Record extracts:
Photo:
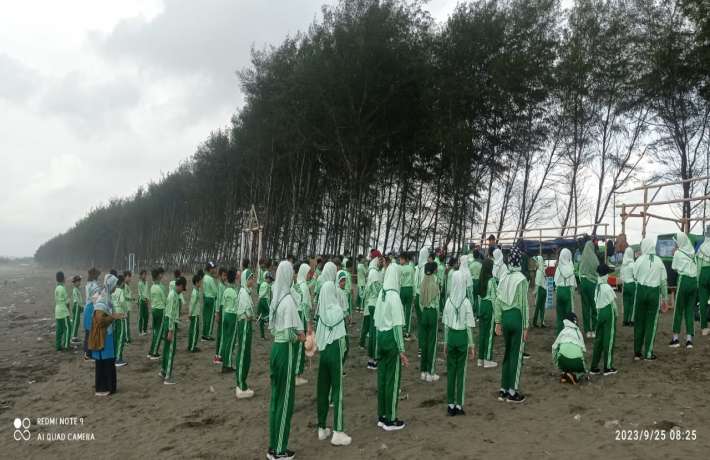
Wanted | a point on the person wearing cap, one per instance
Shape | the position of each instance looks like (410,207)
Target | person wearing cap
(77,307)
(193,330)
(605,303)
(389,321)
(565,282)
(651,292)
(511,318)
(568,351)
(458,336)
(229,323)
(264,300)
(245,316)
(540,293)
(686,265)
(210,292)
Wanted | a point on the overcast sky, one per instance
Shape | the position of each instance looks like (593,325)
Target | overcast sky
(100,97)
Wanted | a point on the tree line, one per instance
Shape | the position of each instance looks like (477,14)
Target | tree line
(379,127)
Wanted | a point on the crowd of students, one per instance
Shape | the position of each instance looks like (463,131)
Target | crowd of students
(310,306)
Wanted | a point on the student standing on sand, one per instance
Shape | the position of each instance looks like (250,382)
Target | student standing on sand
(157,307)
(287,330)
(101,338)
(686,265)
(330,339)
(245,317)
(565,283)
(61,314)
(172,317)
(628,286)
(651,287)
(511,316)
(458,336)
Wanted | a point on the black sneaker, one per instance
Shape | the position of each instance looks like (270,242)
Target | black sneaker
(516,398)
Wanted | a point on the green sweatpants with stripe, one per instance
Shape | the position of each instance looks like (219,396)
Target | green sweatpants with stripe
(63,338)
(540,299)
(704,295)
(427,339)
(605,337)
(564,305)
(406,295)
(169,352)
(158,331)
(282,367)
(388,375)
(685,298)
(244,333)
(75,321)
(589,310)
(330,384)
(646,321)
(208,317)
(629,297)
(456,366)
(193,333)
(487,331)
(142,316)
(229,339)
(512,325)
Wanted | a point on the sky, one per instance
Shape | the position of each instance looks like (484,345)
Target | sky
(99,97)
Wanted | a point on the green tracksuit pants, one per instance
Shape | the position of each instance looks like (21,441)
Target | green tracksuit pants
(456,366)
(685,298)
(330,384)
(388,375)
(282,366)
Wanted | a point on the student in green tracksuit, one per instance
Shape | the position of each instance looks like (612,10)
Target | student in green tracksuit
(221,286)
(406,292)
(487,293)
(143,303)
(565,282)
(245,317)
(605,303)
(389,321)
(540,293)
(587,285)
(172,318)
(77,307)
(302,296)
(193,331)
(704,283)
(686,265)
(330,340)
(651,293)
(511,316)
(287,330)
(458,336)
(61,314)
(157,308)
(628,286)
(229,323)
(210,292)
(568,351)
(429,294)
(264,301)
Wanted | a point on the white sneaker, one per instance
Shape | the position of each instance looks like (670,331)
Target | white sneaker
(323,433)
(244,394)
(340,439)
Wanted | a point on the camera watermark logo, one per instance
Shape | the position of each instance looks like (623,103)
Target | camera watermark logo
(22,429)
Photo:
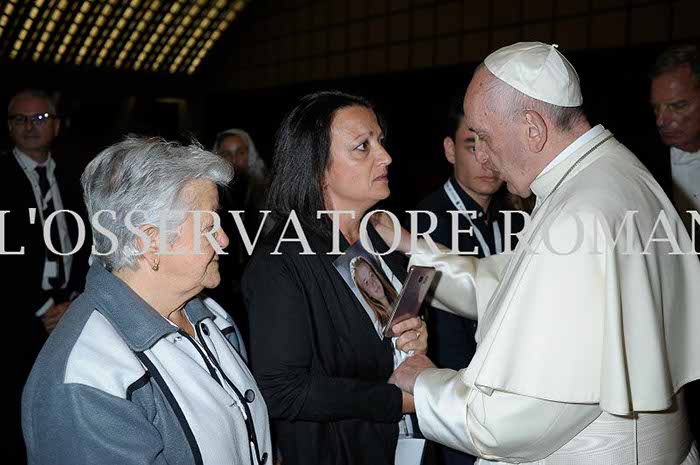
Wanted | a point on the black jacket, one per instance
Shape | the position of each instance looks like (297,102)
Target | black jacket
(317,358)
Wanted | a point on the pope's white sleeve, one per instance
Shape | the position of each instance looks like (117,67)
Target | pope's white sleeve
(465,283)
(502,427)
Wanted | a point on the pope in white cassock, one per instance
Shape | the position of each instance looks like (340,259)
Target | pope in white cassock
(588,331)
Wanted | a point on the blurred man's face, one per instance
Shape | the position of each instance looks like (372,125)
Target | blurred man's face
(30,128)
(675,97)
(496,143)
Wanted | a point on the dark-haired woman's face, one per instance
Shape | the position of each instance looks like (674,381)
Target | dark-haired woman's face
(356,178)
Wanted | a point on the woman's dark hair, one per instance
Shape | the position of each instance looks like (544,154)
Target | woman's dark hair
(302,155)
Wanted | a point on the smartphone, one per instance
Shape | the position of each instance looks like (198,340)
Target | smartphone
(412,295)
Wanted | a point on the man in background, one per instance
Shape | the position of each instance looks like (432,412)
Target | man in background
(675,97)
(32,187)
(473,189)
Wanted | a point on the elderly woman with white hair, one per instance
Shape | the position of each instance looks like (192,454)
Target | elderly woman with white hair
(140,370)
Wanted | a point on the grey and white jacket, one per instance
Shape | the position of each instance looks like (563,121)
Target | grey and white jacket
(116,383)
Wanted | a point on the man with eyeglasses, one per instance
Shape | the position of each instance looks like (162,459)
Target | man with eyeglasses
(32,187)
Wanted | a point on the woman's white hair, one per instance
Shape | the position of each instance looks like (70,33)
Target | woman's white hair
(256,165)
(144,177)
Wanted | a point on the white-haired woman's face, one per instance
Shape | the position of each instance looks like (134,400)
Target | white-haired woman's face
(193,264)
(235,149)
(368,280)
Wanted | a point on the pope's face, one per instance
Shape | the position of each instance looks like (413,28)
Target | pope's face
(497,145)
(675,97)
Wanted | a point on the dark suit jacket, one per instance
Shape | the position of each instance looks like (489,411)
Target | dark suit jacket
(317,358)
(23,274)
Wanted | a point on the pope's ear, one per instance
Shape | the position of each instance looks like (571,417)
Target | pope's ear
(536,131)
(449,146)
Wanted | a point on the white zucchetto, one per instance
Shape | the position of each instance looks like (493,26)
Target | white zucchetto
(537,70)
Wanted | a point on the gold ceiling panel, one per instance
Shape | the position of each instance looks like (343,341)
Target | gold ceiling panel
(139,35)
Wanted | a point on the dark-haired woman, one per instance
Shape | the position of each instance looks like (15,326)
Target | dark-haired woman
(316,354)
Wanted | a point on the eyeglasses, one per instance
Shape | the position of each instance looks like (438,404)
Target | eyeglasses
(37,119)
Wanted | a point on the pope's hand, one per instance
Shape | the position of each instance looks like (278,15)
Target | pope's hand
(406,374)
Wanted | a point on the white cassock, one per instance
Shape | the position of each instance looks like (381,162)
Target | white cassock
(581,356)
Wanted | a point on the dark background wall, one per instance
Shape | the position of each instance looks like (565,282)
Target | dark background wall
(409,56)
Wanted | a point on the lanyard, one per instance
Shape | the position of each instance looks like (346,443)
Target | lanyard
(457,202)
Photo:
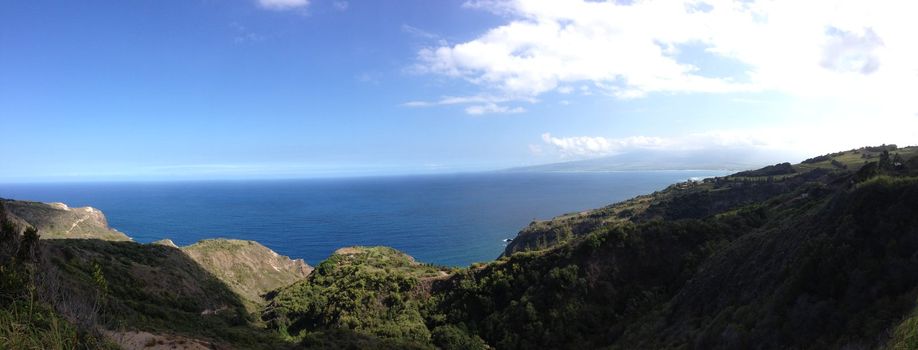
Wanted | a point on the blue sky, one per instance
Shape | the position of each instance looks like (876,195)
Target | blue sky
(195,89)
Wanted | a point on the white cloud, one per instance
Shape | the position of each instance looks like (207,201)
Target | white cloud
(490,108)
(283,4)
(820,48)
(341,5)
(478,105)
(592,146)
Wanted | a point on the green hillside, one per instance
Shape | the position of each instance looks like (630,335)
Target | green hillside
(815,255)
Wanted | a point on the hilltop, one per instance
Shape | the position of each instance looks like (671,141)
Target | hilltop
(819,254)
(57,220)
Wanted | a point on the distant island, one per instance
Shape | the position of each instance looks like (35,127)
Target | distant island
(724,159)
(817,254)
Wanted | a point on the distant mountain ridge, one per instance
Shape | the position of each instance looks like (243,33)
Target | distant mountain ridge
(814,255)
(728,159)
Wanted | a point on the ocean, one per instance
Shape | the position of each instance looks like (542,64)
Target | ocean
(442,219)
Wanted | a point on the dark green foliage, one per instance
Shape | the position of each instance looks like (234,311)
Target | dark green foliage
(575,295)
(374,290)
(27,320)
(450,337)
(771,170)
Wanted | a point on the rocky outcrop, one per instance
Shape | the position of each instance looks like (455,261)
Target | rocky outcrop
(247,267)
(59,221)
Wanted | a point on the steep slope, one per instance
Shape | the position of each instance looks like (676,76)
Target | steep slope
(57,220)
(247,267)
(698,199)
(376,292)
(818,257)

About this exercise: Within the listing above, locate the line containing "Wanted | a point on the distant mountain" and the line containing "Wanted | a point on the ocean, one". Reproduce those two lines and all lines between them exactly, with nothing added.

Task output:
Wanted | a point on the distant mountain ridge, one per instance
Shape | the position of each instance looks like (243,33)
Target | distant mountain ridge
(814,255)
(728,159)
Wanted | a point on the ocean, one per instance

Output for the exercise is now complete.